◆ Source text ◆
*****

Imagine a candy bar that costs $1 at Store A but $1.10 at Store B. 🍫
You can buy 100 bars from Store A for $100 and sell them at Store B for $110. Instant $10 profit! 🤑
Arbitrage = buying for a lower price in one market and then instantly selling at a higher price in another market ➡️💰
Arbitrage can be done in the stock world too!
Let's say Apple stock is $150 on the New York Stock Exchange (NYSE) but is $152 on the London Stock Exchange (LSE). 🍎
An investor could buy 100 shares on the NYSE for $15,000 and immediately sell Apple in the LSE for $15,200.

*****

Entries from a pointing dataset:
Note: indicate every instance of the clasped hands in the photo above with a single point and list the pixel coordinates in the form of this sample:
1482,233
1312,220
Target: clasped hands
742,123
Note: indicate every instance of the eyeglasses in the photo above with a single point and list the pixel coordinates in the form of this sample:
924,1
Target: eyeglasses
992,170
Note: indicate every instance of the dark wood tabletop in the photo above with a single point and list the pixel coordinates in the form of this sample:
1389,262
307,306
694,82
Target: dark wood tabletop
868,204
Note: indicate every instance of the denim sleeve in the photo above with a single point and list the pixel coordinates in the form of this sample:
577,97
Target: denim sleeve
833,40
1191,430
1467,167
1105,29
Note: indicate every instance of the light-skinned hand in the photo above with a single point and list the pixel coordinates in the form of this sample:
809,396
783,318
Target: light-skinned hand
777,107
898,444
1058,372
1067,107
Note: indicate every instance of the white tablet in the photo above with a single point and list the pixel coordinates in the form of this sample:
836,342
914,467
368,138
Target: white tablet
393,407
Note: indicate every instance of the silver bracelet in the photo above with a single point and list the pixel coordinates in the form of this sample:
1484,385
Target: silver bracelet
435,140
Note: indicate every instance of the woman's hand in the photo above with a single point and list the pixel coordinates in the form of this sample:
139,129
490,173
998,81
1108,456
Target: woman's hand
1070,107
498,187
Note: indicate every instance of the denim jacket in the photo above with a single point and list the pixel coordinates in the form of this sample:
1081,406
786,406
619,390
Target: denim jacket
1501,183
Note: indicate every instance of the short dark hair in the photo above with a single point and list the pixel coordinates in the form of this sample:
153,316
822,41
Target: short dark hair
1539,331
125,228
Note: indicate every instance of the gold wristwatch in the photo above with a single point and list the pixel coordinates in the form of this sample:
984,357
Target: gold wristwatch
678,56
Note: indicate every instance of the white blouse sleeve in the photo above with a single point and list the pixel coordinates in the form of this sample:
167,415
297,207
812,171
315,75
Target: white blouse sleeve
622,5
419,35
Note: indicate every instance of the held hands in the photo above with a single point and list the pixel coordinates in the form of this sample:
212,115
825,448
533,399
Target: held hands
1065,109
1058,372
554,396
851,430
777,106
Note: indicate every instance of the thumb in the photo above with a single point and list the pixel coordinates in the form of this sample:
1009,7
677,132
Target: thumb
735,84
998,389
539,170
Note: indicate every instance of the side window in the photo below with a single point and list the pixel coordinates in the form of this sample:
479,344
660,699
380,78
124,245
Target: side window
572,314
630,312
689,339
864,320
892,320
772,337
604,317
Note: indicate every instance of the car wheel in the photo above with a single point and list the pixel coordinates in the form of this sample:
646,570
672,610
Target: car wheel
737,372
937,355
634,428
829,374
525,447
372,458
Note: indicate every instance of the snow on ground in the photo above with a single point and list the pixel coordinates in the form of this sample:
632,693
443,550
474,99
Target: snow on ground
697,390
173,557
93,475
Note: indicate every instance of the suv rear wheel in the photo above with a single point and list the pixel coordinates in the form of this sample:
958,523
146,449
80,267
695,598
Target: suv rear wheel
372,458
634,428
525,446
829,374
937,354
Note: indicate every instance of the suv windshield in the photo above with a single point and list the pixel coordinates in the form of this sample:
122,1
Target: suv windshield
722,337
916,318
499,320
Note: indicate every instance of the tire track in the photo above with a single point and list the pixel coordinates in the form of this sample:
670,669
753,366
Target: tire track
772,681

*****

◆ What is required ◆
List every store or stock exchange named in the arbitrage text above.

◆ The result ◆
Store A, Store B, New York Stock Exchange (NYSE), London Stock Exchange (LSE)